=== Exercise instructions ===
Could you write out, word for word, only the lines from the one containing "Where can the gray" through the last line of the data below?

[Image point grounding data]
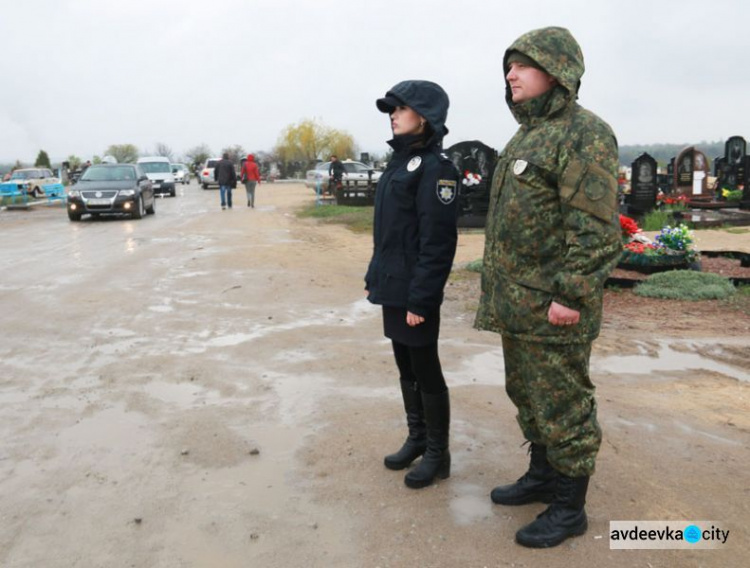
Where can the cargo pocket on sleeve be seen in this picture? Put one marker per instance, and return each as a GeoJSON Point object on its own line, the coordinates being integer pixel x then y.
{"type": "Point", "coordinates": [589, 188]}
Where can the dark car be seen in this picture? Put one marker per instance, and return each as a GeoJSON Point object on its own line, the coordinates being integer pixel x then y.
{"type": "Point", "coordinates": [122, 189]}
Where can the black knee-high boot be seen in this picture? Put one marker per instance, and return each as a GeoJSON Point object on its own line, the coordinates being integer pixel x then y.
{"type": "Point", "coordinates": [416, 442]}
{"type": "Point", "coordinates": [436, 461]}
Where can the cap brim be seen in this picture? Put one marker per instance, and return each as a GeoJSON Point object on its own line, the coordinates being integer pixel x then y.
{"type": "Point", "coordinates": [388, 103]}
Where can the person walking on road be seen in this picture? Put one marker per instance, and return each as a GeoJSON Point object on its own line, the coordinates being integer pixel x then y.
{"type": "Point", "coordinates": [336, 173]}
{"type": "Point", "coordinates": [414, 243]}
{"type": "Point", "coordinates": [552, 238]}
{"type": "Point", "coordinates": [226, 177]}
{"type": "Point", "coordinates": [250, 176]}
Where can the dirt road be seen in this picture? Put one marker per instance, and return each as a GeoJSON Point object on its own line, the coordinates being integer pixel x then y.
{"type": "Point", "coordinates": [207, 388]}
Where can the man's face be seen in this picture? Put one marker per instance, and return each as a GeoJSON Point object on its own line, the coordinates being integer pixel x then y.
{"type": "Point", "coordinates": [528, 82]}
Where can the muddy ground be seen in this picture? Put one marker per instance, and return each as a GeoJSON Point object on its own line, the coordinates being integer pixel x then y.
{"type": "Point", "coordinates": [208, 388]}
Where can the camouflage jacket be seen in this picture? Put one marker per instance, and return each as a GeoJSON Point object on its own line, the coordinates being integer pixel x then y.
{"type": "Point", "coordinates": [552, 230]}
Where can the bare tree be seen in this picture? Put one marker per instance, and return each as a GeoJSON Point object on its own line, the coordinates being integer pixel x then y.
{"type": "Point", "coordinates": [123, 153]}
{"type": "Point", "coordinates": [235, 151]}
{"type": "Point", "coordinates": [198, 154]}
{"type": "Point", "coordinates": [164, 150]}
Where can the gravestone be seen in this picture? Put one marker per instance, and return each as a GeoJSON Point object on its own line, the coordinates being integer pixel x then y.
{"type": "Point", "coordinates": [735, 150]}
{"type": "Point", "coordinates": [745, 201]}
{"type": "Point", "coordinates": [643, 185]}
{"type": "Point", "coordinates": [473, 158]}
{"type": "Point", "coordinates": [720, 163]}
{"type": "Point", "coordinates": [691, 173]}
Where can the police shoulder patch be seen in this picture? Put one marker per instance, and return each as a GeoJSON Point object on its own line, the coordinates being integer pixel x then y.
{"type": "Point", "coordinates": [414, 163]}
{"type": "Point", "coordinates": [446, 190]}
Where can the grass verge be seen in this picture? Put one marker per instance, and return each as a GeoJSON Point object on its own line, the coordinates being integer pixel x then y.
{"type": "Point", "coordinates": [685, 285]}
{"type": "Point", "coordinates": [357, 219]}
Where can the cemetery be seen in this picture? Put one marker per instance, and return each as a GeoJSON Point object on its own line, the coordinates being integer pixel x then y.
{"type": "Point", "coordinates": [689, 200]}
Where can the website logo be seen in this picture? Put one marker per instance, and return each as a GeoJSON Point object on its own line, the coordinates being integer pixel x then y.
{"type": "Point", "coordinates": [687, 535]}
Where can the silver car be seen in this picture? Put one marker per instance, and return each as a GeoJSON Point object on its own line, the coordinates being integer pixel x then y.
{"type": "Point", "coordinates": [181, 173]}
{"type": "Point", "coordinates": [356, 172]}
{"type": "Point", "coordinates": [207, 173]}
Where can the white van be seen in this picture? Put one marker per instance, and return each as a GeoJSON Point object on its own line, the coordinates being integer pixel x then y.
{"type": "Point", "coordinates": [159, 171]}
{"type": "Point", "coordinates": [207, 173]}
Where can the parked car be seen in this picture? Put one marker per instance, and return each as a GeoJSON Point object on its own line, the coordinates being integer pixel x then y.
{"type": "Point", "coordinates": [207, 173]}
{"type": "Point", "coordinates": [33, 181]}
{"type": "Point", "coordinates": [181, 173]}
{"type": "Point", "coordinates": [111, 189]}
{"type": "Point", "coordinates": [159, 171]}
{"type": "Point", "coordinates": [356, 172]}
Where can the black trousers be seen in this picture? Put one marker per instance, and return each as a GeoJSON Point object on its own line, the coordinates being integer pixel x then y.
{"type": "Point", "coordinates": [420, 364]}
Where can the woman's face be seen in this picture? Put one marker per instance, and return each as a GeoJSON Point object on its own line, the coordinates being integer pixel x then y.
{"type": "Point", "coordinates": [405, 121]}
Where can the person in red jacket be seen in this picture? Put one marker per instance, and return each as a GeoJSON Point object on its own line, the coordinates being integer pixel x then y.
{"type": "Point", "coordinates": [250, 175]}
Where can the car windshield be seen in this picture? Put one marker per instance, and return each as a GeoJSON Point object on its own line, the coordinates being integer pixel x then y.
{"type": "Point", "coordinates": [155, 167]}
{"type": "Point", "coordinates": [26, 174]}
{"type": "Point", "coordinates": [118, 173]}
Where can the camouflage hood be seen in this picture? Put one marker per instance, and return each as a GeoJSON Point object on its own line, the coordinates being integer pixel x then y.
{"type": "Point", "coordinates": [557, 51]}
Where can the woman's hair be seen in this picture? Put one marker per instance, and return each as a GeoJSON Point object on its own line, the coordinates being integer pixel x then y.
{"type": "Point", "coordinates": [426, 136]}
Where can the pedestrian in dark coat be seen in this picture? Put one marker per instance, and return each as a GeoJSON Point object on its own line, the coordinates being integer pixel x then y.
{"type": "Point", "coordinates": [226, 176]}
{"type": "Point", "coordinates": [415, 238]}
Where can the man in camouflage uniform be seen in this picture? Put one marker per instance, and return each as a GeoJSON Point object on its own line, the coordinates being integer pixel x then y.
{"type": "Point", "coordinates": [552, 238]}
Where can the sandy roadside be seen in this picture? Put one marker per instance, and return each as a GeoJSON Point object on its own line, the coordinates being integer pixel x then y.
{"type": "Point", "coordinates": [241, 417]}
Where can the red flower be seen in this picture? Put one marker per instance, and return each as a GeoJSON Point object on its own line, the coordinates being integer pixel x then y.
{"type": "Point", "coordinates": [628, 226]}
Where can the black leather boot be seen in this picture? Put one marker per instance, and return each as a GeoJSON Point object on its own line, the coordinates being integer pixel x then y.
{"type": "Point", "coordinates": [416, 442]}
{"type": "Point", "coordinates": [436, 461]}
{"type": "Point", "coordinates": [536, 485]}
{"type": "Point", "coordinates": [564, 518]}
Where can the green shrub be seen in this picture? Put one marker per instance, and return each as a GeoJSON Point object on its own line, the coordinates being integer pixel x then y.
{"type": "Point", "coordinates": [685, 285]}
{"type": "Point", "coordinates": [358, 219]}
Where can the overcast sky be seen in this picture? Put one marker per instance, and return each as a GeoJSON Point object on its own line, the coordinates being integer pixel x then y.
{"type": "Point", "coordinates": [79, 75]}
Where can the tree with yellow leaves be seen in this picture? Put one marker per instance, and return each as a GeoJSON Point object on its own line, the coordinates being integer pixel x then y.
{"type": "Point", "coordinates": [310, 141]}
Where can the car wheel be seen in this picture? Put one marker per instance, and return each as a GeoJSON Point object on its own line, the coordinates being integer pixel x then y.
{"type": "Point", "coordinates": [140, 211]}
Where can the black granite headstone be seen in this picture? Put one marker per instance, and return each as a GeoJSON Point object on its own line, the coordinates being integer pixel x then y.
{"type": "Point", "coordinates": [684, 170]}
{"type": "Point", "coordinates": [735, 150]}
{"type": "Point", "coordinates": [643, 185]}
{"type": "Point", "coordinates": [719, 165]}
{"type": "Point", "coordinates": [473, 158]}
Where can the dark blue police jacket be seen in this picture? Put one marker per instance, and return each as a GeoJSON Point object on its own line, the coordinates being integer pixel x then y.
{"type": "Point", "coordinates": [414, 234]}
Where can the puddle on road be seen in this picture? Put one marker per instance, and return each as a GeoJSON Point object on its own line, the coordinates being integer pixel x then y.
{"type": "Point", "coordinates": [347, 315]}
{"type": "Point", "coordinates": [486, 368]}
{"type": "Point", "coordinates": [470, 505]}
{"type": "Point", "coordinates": [668, 360]}
{"type": "Point", "coordinates": [183, 395]}
{"type": "Point", "coordinates": [110, 428]}
{"type": "Point", "coordinates": [297, 396]}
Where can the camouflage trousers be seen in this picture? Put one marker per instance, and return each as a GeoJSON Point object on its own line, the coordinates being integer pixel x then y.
{"type": "Point", "coordinates": [550, 386]}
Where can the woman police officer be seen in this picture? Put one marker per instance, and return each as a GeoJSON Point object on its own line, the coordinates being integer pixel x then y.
{"type": "Point", "coordinates": [414, 234]}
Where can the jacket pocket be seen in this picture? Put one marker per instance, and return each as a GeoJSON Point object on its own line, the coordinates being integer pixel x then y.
{"type": "Point", "coordinates": [589, 188]}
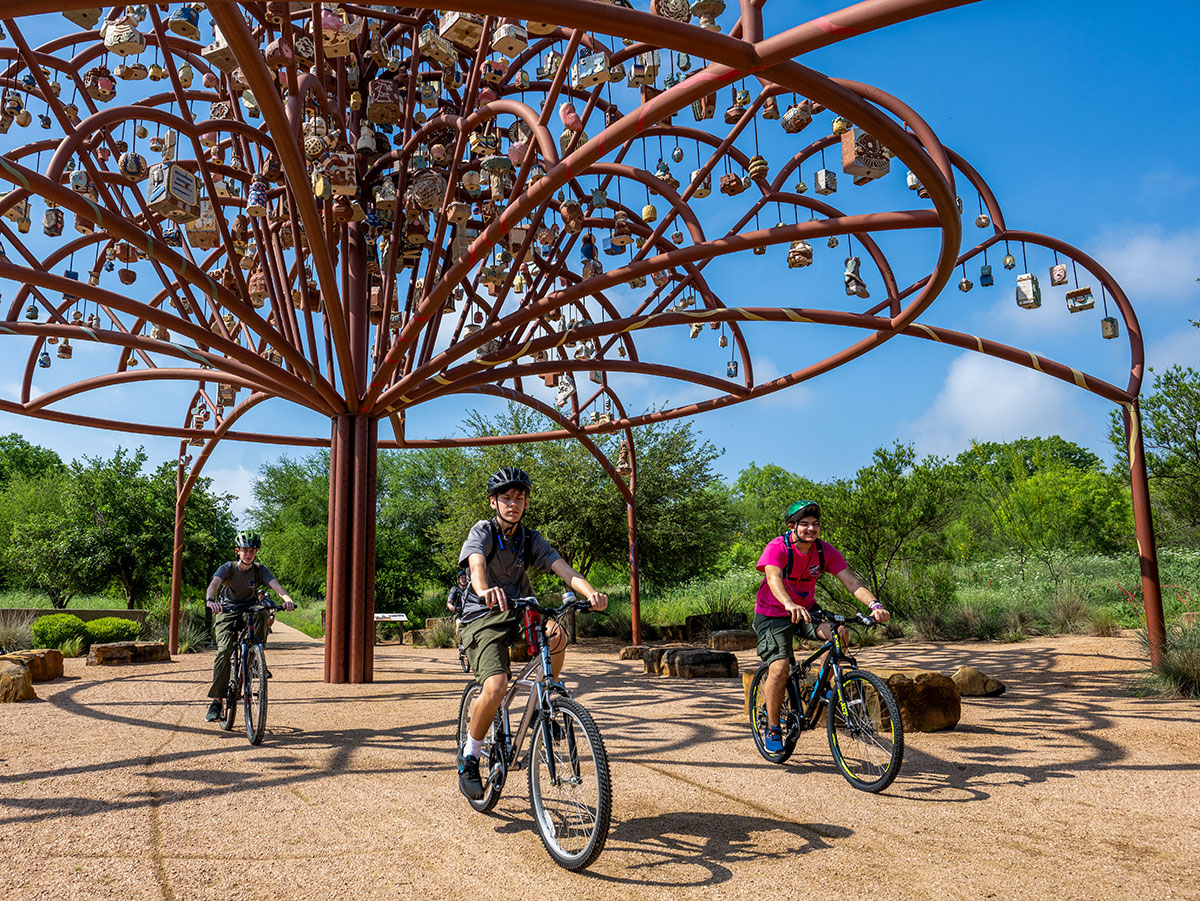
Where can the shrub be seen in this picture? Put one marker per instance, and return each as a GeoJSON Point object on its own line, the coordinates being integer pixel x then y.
{"type": "Point", "coordinates": [16, 632]}
{"type": "Point", "coordinates": [71, 647]}
{"type": "Point", "coordinates": [1179, 674]}
{"type": "Point", "coordinates": [52, 630]}
{"type": "Point", "coordinates": [112, 629]}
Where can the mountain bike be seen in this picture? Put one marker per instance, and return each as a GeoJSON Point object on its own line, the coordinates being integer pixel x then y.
{"type": "Point", "coordinates": [247, 674]}
{"type": "Point", "coordinates": [569, 784]}
{"type": "Point", "coordinates": [862, 716]}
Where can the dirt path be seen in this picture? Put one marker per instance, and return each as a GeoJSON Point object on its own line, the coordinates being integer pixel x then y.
{"type": "Point", "coordinates": [113, 786]}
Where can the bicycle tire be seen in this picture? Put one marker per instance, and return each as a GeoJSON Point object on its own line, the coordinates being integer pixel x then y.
{"type": "Point", "coordinates": [256, 694]}
{"type": "Point", "coordinates": [491, 788]}
{"type": "Point", "coordinates": [865, 732]}
{"type": "Point", "coordinates": [789, 720]}
{"type": "Point", "coordinates": [573, 812]}
{"type": "Point", "coordinates": [233, 694]}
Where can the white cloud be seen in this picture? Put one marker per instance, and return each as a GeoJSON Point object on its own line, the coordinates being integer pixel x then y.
{"type": "Point", "coordinates": [1150, 263]}
{"type": "Point", "coordinates": [993, 401]}
{"type": "Point", "coordinates": [237, 481]}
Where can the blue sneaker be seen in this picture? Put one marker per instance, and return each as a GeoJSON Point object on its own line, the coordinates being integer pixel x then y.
{"type": "Point", "coordinates": [774, 740]}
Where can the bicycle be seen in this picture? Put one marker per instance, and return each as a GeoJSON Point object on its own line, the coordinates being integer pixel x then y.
{"type": "Point", "coordinates": [570, 788]}
{"type": "Point", "coordinates": [862, 720]}
{"type": "Point", "coordinates": [247, 674]}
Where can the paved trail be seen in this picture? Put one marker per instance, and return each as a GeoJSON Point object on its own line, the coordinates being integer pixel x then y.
{"type": "Point", "coordinates": [113, 786]}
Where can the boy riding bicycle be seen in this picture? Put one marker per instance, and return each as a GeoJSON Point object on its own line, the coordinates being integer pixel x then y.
{"type": "Point", "coordinates": [238, 583]}
{"type": "Point", "coordinates": [498, 553]}
{"type": "Point", "coordinates": [791, 565]}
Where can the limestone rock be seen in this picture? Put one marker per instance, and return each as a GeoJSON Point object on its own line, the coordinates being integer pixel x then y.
{"type": "Point", "coordinates": [929, 701]}
{"type": "Point", "coordinates": [733, 640]}
{"type": "Point", "coordinates": [16, 683]}
{"type": "Point", "coordinates": [121, 653]}
{"type": "Point", "coordinates": [45, 664]}
{"type": "Point", "coordinates": [973, 683]}
{"type": "Point", "coordinates": [690, 662]}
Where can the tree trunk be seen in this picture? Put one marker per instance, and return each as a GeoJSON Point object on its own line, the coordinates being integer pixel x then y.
{"type": "Point", "coordinates": [349, 565]}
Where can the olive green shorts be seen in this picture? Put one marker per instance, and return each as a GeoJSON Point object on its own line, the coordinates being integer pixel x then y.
{"type": "Point", "coordinates": [486, 642]}
{"type": "Point", "coordinates": [775, 636]}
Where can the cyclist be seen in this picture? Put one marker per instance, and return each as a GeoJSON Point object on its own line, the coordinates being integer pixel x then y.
{"type": "Point", "coordinates": [791, 565]}
{"type": "Point", "coordinates": [237, 583]}
{"type": "Point", "coordinates": [455, 600]}
{"type": "Point", "coordinates": [498, 553]}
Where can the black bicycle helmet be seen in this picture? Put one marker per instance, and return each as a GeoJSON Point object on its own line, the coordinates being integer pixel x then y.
{"type": "Point", "coordinates": [249, 539]}
{"type": "Point", "coordinates": [801, 509]}
{"type": "Point", "coordinates": [502, 480]}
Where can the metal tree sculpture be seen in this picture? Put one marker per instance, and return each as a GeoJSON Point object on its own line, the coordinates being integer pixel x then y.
{"type": "Point", "coordinates": [360, 209]}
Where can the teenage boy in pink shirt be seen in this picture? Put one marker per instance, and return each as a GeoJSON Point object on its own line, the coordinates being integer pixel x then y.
{"type": "Point", "coordinates": [786, 599]}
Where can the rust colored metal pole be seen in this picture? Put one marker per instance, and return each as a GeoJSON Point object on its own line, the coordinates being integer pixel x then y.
{"type": "Point", "coordinates": [1147, 553]}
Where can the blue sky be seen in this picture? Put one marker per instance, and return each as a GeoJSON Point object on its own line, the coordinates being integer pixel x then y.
{"type": "Point", "coordinates": [1081, 118]}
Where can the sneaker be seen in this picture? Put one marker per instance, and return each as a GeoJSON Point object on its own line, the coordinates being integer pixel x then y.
{"type": "Point", "coordinates": [774, 740]}
{"type": "Point", "coordinates": [469, 782]}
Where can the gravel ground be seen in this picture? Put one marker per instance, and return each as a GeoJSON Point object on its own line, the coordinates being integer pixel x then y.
{"type": "Point", "coordinates": [113, 786]}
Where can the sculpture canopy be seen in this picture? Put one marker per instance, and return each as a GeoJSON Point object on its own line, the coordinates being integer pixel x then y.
{"type": "Point", "coordinates": [361, 209]}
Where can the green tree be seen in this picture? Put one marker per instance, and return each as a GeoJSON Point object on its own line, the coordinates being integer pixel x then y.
{"type": "Point", "coordinates": [1170, 428]}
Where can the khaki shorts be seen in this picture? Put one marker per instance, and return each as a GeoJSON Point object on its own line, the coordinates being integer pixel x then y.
{"type": "Point", "coordinates": [775, 636]}
{"type": "Point", "coordinates": [486, 643]}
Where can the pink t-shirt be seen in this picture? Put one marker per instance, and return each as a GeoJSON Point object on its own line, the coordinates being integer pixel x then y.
{"type": "Point", "coordinates": [803, 581]}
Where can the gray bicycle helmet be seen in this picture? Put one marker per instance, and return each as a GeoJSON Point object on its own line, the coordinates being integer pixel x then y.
{"type": "Point", "coordinates": [502, 480]}
{"type": "Point", "coordinates": [249, 539]}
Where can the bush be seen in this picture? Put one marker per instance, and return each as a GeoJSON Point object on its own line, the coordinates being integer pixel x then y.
{"type": "Point", "coordinates": [112, 629]}
{"type": "Point", "coordinates": [1179, 674]}
{"type": "Point", "coordinates": [16, 632]}
{"type": "Point", "coordinates": [52, 630]}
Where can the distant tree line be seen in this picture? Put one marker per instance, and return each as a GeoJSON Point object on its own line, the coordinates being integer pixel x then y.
{"type": "Point", "coordinates": [100, 524]}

=== Problem solution ===
Where can the gray bicycle helmet be seen in this picture? Put one marker per instance, and return each as a GeoJSON Point object on its own line, the coordinates being integer pixel x then y.
{"type": "Point", "coordinates": [502, 480]}
{"type": "Point", "coordinates": [249, 539]}
Where can the bush be seen in this picture? Put one marker per instance, and return each as a GeoJSON Point object on its own line, the coordinates being integer pixel x then y.
{"type": "Point", "coordinates": [112, 629]}
{"type": "Point", "coordinates": [1179, 674]}
{"type": "Point", "coordinates": [16, 632]}
{"type": "Point", "coordinates": [52, 630]}
Where can the distant tree line be seen in this picture? Put one marker per instance, and return each as a GeoJSON Point object on its own line, the coordinates being integer pixel x then y.
{"type": "Point", "coordinates": [100, 524]}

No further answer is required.